> **PAGE**

+===+

“Sometimes, on the right kind of morning, Nevada looks like waves frozen in rock. Long ridges roll away to the horizon. Broad stretches of sage and playa form paler troughs between them. From a distance, it all looks barren, lifeless, baking. But within it lies riches for the senses and the spirit.”
-Carolyn Duffurrena, Fifty Miles From Home (2002)
It can be said that what is present-day Nevada was born when the Farallon section of the Pacific Plate died, subducted under the North American continent anywhere between 20 and 40 million years ago. Beginning as an arc of volcanic islands thrust up from a shallow, equatorial sea, the nascent Nevada eventually cemented itself to the continent, forever thence a terran but still retaining, here and there, traces of its benthic past—the fossil-rich limestone of Black Rock, for instance, or the ichthyosaur graves in the Shoshone Mountains. But in the Miocene, Nevada’s geology was not set in stone, as it were—there was much rearranging to be done. Nevada’s accretion to the North American landmass didn’t preclude further volcanism. On the contrary, the state’s most distinctive topographic features were upcoming, waiting in the desert’s wings, ready to take center stage.
There is a certain monotony to traveling longitudinally across Nevada. (Admittedly, one might easily argue that to travel any which way in this state is a bore, but humor me for a bit.) Boundless panoramas of sagebrush and greasewood aside, it doesn’t take much tooling around to notice a recurrent theme to the desert’s topography. Often you’ll start in a flat area, say, a playa, and continue west or east on its plane for some 10 to 15 miles. Then you’ll approach a sloping range of dun-colored mountains, gain anywhere from 5,000 to 8,000 feet of elevation, and drop back down into a level basin. This process repeats itself dozens of times across hundreds of miles, an undulating motif of peaks and troughs that define the landscape and frequently stupefy the navigator. This is basin and range country, and it’s not boring, I swear.
The geologic region known as the Basin and Range Province spans two countries and eleven states, stretching from northeast California to central Utah and spreading south to Mexico’s Baja Norte, Sonora and Chihuahua. All of Nevada is encompassed within its bounds, as well as the entirety of the Great Basin. Characteristic to the province are its serried ranks of north-south-trailing mountain ranges, chunks of lithospheric crust tilted up by innumerable faults striping the hyperextended North American continent. These ranges are separated by broad, flat basins that fill with the erosional dross of the adjacent peaks.
Basin and range topography owes its almost orderly appearance to the tectonic peregrinations of the Pacific Plate. Extending from approximately San Francisco to Tokyo and from Anchorage almost to New Zealand, the Pacific Plate is on a leisurely course headed due northwest, three inches a year, and the North American continent seems reluctant to let it go. As the Pacific Plate shears up and away from the continent, enormous cracks called normal faults split western North America’s crust into roughly parallel blocks, which tilt by their own stupendous weight as one crustal edge slips beneath the other. An upwelling of magma beneath the stretched-thin crust helped to spread these blocks apart—think of the Great Basin’s balloon-like expansion, in which the highest elevations lie at the basin’s center.

+===+

> **RECORDED DATA**

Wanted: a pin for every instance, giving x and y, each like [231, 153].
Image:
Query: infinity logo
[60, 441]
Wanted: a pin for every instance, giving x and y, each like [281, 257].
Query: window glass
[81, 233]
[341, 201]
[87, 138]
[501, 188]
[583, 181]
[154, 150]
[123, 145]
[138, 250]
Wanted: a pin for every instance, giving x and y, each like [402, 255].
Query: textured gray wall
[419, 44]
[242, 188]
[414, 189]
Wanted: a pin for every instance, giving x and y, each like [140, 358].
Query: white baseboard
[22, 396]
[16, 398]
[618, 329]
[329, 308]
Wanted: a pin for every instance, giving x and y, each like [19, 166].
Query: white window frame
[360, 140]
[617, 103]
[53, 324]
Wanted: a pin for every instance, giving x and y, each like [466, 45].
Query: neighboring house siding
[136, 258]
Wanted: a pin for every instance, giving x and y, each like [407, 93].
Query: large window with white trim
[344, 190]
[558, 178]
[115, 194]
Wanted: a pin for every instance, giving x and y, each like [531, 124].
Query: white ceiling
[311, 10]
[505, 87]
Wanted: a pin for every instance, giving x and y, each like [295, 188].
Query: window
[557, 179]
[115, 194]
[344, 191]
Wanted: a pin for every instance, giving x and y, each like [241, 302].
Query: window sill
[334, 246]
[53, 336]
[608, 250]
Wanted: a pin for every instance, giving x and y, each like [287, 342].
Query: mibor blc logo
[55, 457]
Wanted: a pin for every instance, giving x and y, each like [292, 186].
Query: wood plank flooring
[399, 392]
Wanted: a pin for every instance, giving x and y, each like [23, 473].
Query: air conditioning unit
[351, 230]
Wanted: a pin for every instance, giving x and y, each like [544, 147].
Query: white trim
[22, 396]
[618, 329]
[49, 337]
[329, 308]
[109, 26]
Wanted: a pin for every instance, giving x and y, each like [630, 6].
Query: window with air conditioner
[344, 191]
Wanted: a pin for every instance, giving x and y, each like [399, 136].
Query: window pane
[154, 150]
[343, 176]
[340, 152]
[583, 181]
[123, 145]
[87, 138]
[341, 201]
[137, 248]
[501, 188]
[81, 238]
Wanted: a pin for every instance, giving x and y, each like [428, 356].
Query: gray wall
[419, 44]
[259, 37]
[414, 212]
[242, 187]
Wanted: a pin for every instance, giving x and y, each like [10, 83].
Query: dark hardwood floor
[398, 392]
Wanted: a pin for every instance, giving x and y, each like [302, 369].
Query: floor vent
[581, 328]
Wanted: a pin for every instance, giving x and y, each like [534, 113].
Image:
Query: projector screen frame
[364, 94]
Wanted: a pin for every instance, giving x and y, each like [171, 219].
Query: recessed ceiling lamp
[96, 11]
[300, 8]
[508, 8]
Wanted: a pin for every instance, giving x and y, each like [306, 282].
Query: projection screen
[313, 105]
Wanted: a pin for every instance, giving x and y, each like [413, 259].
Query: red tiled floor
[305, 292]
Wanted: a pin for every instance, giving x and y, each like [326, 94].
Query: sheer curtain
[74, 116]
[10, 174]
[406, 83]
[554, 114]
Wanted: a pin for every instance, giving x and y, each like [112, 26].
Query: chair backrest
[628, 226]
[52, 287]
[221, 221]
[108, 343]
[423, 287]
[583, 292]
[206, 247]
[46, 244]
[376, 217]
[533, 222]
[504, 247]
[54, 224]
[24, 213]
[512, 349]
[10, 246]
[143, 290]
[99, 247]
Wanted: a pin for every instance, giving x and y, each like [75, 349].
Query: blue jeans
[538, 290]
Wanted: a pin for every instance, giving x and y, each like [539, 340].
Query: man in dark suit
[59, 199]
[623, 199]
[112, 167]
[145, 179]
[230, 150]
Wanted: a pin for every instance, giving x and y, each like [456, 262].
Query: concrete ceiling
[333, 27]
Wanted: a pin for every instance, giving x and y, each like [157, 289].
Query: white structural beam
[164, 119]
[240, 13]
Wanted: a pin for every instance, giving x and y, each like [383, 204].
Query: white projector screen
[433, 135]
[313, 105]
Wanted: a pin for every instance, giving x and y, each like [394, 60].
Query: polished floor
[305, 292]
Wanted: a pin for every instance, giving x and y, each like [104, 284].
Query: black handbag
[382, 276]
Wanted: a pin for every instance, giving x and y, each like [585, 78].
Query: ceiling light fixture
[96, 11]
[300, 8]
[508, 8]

+===+

> **AIM**
Reproduce word for word the portion of the passage on Nevada's basin and range country starting at "Basin and range topography" and ending at "the basin’s center.".

> **TASK SOLUTION**
Basin and range topography owes its almost orderly appearance to the tectonic peregrinations of the Pacific Plate. Extending from approximately San Francisco to Tokyo and from Anchorage almost to New Zealand, the Pacific Plate is on a leisurely course headed due northwest, three inches a year, and the North American continent seems reluctant to let it go. As the Pacific Plate shears up and away from the continent, enormous cracks called normal faults split western North America’s crust into roughly parallel blocks, which tilt by their own stupendous weight as one crustal edge slips beneath the other. An upwelling of magma beneath the stretched-thin crust helped to spread these blocks apart—think of the Great Basin’s balloon-like expansion, in which the highest elevations lie at the basin’s center.